*WORK INSTRUCTIONS*:
- 1) In the Ventura poetry article, what was the title of the program at the Momentum Gallery?
- 2) Please copy the stretch of the Ventura poetry article from "The program was" through "an Elvis tape." word for word.

*TEXT EXCERPT*:
***

January 24, 1991|CHRISTOPHER REYNOLDS

It was a Saturday night in Ventura, and the Momentum Gallery was alive with the sounds of poetry.

Poetry and Presley.

"It's alternating-sonnets and Elvis," said George Keenen, founder of the Arcade Poetry Project and organizer of the event earlier this month.

The program was titled "Sonnets to Elvis," and Keenen spoke in the moments before the advertised 8 p.m. starting time.

Behind him sat a boom box bearing an Elvis tape.

In Keenen's hand lay a collection of Rainer Maria Rilke's 55 "Sonnets to Orpheus." Over his shoulder, Keenen held his 10-month-old son, Dylan.

In Simi Valley the same night, local poetry lovers had arranged for a serious evening of reading by three respected Southern California poets.

In Ventura County venues from Ojai to Oxnard, similarly serious poetry readings have emerged as standard features in the cultural landscape.

***

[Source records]
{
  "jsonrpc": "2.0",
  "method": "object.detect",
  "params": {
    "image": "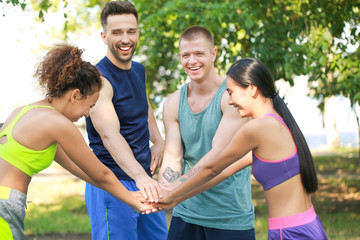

***

*EXERCISE SOLUTIONS*:
- 1) "Sonnets to Elvis"

- 2)
The program was titled "Sonnets to Elvis," and Keenen spoke in the moments before the advertised 8 p.m. starting time.

Behind him sat a boom box bearing an Elvis tape.